#### [Dataset excerpts]
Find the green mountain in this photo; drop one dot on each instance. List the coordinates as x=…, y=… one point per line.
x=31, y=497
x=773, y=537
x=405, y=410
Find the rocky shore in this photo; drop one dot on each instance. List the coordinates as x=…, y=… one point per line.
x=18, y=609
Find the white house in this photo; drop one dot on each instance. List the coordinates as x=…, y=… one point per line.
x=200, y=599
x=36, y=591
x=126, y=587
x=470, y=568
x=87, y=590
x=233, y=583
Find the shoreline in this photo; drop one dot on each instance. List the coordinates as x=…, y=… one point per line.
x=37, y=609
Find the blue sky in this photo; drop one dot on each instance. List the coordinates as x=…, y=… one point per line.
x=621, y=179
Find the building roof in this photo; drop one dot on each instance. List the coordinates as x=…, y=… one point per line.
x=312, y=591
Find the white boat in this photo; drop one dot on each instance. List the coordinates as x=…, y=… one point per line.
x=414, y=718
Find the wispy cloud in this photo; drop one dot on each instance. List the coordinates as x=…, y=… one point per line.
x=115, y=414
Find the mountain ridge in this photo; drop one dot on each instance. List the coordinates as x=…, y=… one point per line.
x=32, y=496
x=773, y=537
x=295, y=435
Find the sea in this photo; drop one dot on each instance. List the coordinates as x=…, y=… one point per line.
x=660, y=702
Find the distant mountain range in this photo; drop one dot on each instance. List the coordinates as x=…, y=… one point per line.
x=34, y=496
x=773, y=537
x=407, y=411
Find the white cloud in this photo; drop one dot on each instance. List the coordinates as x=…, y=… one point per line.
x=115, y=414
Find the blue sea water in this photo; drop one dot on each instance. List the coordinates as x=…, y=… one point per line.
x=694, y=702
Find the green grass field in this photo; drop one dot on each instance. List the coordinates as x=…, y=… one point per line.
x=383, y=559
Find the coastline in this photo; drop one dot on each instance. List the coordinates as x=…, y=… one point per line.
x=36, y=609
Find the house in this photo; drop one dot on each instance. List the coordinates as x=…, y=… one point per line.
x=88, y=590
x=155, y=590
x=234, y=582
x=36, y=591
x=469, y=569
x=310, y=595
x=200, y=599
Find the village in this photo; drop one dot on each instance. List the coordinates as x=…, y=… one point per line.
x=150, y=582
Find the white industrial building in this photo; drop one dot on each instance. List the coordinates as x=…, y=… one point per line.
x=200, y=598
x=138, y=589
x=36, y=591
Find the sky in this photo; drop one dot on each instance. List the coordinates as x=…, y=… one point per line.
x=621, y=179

#### [Assignment]
Repeat only the lines running from the line that contains "Find the blue sea" through the last line above, inclusive.

#### [Result below]
Find the blue sea water in this photo; drop one dot on each instance. List the coordinates as x=…, y=… one point per line.
x=694, y=702
Find the green grass field in this photo; drop one dot on each instance. List the coordinates as x=…, y=… one point per line.
x=383, y=559
Find the coastline in this photo; drop one dot on each instance. List the coordinates as x=…, y=… one point per line.
x=36, y=609
Find the house in this photo; drop one dot on each instance. List the coordinates as x=…, y=… one point per line.
x=88, y=590
x=155, y=590
x=234, y=582
x=36, y=591
x=469, y=569
x=310, y=595
x=200, y=599
Find the village in this photo; drop one dot on each instance. List the coordinates as x=…, y=… one point per line.
x=150, y=582
Find the white industrial building in this photo; drop one dot on each instance. List the coordinates as x=…, y=… one point per line.
x=200, y=598
x=138, y=589
x=36, y=591
Find the sky in this photo; drop one dot on each instance. List the coordinates as x=…, y=… one point per line.
x=621, y=179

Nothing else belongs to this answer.